## EXERCISE DATA

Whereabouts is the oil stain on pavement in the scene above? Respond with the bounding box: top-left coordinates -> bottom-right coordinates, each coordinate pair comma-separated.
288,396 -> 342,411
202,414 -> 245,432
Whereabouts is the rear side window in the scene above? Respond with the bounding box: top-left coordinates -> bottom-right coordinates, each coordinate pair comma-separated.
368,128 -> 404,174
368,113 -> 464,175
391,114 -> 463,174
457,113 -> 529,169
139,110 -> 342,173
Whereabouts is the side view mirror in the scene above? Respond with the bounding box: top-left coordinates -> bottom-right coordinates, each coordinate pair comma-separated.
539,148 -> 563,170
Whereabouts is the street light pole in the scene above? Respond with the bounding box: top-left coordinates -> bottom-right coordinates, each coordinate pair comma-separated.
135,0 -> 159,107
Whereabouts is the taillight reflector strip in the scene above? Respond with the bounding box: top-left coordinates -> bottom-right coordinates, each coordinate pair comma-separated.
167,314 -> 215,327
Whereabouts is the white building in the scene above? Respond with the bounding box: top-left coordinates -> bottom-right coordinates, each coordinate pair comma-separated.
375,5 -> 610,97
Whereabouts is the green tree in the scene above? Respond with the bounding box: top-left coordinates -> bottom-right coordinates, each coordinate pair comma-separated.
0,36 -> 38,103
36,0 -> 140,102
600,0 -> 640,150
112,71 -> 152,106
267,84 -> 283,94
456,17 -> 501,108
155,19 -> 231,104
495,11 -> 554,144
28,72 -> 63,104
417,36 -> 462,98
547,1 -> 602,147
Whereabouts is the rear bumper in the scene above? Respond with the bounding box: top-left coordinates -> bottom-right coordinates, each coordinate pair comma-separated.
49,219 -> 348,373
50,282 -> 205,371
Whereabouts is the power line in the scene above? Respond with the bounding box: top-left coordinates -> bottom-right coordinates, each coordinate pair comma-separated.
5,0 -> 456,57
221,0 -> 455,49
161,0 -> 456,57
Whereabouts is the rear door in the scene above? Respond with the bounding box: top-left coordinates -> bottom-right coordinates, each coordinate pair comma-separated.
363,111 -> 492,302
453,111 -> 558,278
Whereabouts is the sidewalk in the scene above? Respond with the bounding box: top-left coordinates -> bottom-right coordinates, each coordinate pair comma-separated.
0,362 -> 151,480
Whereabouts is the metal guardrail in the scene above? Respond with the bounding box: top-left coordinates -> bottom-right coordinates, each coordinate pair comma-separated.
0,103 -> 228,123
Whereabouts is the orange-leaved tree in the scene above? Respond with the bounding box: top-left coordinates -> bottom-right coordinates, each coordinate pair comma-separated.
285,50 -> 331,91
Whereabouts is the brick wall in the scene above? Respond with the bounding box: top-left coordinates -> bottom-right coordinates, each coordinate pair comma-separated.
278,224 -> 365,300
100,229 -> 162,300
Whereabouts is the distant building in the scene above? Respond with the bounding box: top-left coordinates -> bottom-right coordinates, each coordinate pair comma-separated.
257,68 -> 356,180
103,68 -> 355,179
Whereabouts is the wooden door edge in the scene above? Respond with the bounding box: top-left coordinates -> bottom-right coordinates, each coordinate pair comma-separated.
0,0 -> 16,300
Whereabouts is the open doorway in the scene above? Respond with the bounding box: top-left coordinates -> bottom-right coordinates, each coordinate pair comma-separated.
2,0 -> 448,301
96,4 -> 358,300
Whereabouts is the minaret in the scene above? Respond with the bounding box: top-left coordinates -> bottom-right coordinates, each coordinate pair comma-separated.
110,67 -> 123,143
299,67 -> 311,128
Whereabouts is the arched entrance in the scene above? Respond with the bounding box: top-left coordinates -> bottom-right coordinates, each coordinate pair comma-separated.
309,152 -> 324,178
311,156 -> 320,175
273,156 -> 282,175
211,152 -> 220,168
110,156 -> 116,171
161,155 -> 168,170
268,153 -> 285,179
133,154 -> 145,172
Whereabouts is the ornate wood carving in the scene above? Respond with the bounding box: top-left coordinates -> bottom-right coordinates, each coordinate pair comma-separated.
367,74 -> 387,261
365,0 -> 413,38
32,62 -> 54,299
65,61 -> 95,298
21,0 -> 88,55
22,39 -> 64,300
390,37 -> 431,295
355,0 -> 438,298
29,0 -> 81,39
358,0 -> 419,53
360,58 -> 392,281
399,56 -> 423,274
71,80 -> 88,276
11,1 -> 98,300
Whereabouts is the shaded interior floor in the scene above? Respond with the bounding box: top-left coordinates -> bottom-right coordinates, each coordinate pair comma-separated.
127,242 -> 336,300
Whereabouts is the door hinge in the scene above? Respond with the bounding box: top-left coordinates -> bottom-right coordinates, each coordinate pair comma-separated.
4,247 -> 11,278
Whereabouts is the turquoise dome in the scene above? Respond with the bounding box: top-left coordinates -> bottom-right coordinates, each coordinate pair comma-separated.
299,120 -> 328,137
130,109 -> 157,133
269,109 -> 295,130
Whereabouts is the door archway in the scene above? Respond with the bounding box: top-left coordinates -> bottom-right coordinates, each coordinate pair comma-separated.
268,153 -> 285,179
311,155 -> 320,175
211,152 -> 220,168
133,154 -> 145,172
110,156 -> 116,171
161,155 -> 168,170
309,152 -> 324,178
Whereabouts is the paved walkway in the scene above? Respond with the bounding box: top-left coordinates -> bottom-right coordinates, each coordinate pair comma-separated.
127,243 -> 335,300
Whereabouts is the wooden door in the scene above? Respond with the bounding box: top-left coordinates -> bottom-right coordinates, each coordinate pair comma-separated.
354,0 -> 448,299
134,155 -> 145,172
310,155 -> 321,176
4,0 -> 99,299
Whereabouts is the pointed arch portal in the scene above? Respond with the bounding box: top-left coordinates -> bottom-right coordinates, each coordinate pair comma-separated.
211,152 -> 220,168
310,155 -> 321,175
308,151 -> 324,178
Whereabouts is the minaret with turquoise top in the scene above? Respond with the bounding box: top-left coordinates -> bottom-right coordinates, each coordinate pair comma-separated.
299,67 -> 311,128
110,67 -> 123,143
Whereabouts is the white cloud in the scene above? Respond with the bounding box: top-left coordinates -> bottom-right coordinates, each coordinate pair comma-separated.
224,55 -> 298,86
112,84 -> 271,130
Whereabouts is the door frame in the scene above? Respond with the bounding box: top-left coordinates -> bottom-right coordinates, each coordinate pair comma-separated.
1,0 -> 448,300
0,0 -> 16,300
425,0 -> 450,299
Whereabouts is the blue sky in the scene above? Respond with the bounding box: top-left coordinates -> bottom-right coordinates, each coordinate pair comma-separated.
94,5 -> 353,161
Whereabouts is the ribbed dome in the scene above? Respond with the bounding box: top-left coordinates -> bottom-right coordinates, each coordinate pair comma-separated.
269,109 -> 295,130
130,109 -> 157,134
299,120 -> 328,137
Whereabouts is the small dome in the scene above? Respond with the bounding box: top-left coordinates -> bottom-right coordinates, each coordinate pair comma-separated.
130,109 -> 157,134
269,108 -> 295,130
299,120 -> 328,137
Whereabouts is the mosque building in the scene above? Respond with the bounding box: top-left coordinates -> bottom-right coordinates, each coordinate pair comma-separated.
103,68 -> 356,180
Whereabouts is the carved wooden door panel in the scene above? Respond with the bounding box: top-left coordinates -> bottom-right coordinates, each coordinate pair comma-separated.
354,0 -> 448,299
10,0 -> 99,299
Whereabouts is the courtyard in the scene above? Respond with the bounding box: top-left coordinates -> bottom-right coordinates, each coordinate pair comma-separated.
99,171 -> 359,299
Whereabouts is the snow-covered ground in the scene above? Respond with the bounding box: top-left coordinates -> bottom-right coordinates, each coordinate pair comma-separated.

...

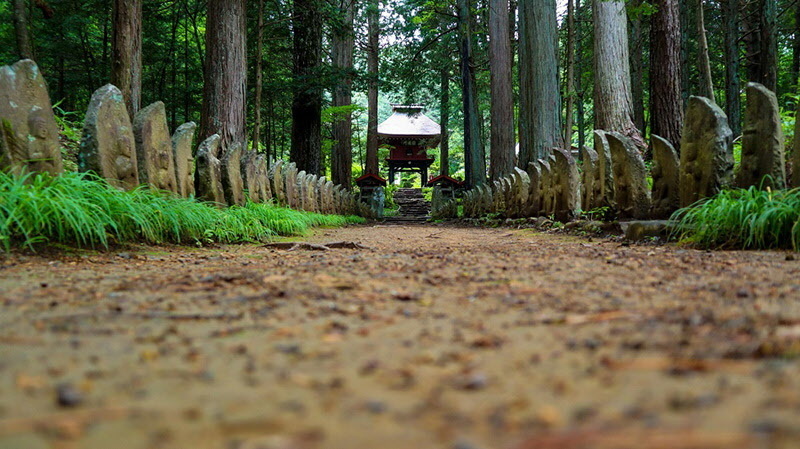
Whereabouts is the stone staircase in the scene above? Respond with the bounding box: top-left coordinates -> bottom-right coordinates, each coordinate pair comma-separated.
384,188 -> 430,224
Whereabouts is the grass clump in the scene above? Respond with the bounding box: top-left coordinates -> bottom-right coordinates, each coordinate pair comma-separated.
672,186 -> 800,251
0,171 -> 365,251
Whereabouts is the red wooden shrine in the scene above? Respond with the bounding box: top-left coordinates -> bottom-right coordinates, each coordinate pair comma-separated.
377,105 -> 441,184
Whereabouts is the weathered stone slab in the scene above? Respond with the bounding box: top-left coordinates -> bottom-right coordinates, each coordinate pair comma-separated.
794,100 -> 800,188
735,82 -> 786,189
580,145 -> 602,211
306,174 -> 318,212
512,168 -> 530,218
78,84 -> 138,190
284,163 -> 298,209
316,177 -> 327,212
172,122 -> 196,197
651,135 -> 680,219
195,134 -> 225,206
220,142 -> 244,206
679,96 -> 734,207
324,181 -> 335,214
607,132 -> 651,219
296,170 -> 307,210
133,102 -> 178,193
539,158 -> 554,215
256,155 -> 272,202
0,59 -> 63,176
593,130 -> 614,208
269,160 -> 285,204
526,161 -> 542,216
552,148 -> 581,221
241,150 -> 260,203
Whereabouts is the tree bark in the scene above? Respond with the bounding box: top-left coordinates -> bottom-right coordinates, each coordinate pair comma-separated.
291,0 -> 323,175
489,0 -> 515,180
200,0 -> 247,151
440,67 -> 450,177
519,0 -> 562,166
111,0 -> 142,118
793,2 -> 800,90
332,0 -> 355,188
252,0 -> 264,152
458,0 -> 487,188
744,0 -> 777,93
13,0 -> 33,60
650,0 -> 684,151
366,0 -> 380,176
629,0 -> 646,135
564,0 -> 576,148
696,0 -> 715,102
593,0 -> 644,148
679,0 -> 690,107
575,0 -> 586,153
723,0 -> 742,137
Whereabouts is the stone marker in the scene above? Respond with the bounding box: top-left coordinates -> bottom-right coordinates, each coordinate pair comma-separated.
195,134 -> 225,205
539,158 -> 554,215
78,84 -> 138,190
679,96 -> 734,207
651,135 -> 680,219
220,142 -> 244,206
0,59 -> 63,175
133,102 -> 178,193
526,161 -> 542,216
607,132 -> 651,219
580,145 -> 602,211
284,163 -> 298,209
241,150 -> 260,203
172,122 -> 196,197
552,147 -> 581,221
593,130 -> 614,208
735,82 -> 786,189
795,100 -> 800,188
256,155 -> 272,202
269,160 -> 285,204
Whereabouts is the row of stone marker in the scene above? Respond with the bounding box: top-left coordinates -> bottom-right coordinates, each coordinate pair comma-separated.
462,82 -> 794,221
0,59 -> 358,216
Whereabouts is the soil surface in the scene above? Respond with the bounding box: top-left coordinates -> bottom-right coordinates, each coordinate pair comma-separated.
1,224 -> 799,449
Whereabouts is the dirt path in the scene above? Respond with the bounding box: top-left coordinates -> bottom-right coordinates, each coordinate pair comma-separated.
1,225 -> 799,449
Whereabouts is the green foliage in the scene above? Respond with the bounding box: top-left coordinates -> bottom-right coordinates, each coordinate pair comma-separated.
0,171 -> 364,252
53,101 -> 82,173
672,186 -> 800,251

...

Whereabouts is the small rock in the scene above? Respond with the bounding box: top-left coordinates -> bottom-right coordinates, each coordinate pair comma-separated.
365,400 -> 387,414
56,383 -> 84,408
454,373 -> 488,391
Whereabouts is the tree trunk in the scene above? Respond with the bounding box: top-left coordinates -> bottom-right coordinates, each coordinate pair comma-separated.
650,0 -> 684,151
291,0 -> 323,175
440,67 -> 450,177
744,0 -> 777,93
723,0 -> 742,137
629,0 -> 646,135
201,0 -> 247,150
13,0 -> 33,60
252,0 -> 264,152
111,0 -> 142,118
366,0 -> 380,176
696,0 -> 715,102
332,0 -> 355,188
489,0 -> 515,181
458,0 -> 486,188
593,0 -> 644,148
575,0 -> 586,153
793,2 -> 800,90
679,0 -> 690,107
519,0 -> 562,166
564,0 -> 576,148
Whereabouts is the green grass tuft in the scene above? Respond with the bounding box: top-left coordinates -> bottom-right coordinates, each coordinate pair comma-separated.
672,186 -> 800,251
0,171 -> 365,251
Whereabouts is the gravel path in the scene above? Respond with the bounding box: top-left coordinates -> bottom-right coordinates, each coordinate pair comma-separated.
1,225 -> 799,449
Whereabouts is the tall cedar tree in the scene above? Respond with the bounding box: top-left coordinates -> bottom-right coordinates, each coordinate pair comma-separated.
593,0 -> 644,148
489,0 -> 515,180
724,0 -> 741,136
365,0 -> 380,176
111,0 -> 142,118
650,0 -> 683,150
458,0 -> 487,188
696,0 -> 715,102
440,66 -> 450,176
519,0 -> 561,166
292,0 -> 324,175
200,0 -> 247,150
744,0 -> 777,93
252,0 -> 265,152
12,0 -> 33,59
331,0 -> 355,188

## EXERCISE AIM
Give back exactly the lines above, from the line containing "Whereabouts is the courtyard" through the line containing "Whereabouts is the snow-covered", with both end lines and nothing more.

## ANSWER BOX
Whereabouts is the courtyard in the scene above? Respond with the bounding box: top-left coordinates -> bottom-right coordinates, each coordinate pair comma-separated.
99,171 -> 359,299
Whereabouts is the snow-covered ground in the scene above? Respond with the bounding box: top-left coordinates -> bottom-right coordinates, each coordinate pair comma-separated.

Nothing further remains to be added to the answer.